Your objective =
Starting with the line that contains "# locate white vinyl", copy every line through the end of the data below, exactly and with nothing added.

Records contained in a dataset:
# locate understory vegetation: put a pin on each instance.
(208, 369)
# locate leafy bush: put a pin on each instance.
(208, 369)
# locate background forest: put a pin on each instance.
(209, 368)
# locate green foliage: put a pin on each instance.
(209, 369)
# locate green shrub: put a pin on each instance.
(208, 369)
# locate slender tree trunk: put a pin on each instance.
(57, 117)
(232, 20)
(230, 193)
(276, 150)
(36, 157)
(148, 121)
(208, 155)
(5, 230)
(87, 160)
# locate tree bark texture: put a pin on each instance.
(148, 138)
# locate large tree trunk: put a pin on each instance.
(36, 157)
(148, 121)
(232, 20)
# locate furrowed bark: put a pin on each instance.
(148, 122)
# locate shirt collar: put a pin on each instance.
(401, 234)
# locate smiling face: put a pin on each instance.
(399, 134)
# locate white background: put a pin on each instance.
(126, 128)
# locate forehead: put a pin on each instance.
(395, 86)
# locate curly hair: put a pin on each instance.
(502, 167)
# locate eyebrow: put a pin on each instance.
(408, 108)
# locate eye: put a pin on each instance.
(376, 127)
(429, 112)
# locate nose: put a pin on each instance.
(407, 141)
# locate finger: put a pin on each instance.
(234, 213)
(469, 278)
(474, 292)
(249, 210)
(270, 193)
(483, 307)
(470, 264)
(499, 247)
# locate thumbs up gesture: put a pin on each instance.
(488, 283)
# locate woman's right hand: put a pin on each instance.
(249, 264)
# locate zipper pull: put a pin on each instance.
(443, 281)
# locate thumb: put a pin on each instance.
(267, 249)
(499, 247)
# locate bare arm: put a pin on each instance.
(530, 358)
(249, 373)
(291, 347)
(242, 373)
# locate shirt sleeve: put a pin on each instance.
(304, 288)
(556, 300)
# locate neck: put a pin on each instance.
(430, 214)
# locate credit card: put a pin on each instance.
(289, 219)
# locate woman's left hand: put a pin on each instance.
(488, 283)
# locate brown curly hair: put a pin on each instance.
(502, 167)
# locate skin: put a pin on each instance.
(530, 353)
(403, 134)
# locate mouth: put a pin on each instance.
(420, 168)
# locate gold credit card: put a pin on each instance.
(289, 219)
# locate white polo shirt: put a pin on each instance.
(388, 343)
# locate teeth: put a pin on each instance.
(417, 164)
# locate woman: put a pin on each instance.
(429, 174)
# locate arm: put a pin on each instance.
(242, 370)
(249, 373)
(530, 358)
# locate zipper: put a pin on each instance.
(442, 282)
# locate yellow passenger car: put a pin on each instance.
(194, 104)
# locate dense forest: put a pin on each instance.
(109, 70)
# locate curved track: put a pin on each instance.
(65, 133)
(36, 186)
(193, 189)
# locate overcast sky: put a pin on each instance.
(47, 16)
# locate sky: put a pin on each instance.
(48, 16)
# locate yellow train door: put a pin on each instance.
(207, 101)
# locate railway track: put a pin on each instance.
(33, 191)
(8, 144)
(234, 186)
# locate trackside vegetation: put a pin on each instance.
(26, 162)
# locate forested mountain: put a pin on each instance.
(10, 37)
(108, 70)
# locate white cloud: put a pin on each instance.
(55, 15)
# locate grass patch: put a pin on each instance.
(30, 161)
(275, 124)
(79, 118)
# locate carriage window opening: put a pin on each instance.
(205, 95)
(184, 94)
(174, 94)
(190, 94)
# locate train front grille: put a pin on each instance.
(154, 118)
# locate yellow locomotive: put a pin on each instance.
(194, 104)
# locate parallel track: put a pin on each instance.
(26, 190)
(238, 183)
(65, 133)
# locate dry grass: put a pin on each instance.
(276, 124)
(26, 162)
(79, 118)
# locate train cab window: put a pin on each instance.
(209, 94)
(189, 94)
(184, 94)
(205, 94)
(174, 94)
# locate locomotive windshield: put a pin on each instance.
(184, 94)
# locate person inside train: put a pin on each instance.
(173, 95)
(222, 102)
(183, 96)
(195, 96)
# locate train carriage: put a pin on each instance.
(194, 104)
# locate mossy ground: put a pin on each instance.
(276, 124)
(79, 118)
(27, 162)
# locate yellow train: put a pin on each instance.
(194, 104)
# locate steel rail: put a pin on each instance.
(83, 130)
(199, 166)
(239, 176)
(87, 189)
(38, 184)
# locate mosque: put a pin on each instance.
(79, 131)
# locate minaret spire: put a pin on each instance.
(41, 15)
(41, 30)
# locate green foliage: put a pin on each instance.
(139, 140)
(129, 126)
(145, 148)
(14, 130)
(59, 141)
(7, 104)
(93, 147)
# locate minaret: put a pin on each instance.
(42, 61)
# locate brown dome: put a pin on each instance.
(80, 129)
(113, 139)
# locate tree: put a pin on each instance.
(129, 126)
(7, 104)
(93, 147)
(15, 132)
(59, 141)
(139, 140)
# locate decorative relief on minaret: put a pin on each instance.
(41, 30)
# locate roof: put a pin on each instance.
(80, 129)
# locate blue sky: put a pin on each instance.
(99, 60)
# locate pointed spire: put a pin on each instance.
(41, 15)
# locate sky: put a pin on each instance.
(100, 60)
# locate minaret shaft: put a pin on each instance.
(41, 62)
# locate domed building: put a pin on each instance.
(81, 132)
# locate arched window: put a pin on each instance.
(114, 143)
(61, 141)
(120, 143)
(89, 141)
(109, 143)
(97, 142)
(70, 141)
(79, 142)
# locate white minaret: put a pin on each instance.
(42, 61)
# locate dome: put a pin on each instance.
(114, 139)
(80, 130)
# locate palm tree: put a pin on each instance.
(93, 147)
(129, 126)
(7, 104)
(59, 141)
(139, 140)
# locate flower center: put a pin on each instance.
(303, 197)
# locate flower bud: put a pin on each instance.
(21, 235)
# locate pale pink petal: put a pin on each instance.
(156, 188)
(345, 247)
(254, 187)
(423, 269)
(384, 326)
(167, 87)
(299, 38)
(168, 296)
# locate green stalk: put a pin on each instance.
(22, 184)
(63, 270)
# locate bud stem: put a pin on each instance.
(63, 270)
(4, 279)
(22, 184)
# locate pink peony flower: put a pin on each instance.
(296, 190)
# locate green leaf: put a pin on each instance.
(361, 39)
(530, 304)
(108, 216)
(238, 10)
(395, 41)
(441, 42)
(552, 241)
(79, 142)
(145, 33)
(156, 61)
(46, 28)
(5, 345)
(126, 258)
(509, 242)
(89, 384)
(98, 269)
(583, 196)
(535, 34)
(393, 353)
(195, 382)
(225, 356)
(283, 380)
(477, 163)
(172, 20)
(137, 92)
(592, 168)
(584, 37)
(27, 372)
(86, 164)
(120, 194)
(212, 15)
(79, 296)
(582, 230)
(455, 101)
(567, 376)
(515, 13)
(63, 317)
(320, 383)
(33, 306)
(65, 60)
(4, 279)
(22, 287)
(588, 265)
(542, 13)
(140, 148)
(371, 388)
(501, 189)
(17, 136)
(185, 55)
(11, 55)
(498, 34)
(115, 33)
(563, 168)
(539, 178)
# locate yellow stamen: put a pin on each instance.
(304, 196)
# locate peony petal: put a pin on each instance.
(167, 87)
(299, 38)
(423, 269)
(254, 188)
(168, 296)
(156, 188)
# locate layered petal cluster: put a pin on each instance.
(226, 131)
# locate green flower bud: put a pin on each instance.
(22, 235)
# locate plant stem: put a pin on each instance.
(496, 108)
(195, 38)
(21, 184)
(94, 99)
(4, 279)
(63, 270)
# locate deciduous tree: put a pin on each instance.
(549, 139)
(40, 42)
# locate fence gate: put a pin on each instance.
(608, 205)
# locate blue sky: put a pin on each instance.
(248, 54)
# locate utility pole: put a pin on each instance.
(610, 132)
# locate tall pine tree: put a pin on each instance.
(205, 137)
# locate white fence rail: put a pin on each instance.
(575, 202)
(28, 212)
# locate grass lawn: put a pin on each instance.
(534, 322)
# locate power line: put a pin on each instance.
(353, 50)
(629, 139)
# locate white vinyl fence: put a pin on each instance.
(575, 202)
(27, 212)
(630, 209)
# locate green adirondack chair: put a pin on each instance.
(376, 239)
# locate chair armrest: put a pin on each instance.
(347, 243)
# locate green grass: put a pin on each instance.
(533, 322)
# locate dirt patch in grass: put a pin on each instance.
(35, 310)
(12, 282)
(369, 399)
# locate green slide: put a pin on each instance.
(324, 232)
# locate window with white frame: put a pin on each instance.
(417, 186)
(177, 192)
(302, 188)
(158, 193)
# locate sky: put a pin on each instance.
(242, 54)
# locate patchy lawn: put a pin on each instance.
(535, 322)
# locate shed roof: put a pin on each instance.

Written response =
# locate white vinyl fence: put a pin on each instance.
(575, 202)
(27, 212)
(630, 209)
# locate green adirondack chair: put a pin on each instance.
(376, 239)
# locate chair armrest: put a pin on each instance.
(347, 243)
# locate green grass: put a pin on each instance.
(533, 322)
# locate dirt patch in grass: put a pin on each instance.
(35, 310)
(12, 282)
(369, 399)
# locate green slide: put a pin on each instance.
(324, 232)
# locate window with white frame: put a pin on each instance.
(417, 186)
(177, 192)
(302, 188)
(158, 193)
# locate sky: put a pin on each instance.
(242, 54)
# locate patchy lawn: put a pin on each instance.
(535, 322)
# locate shed roof: put a pin on each instance.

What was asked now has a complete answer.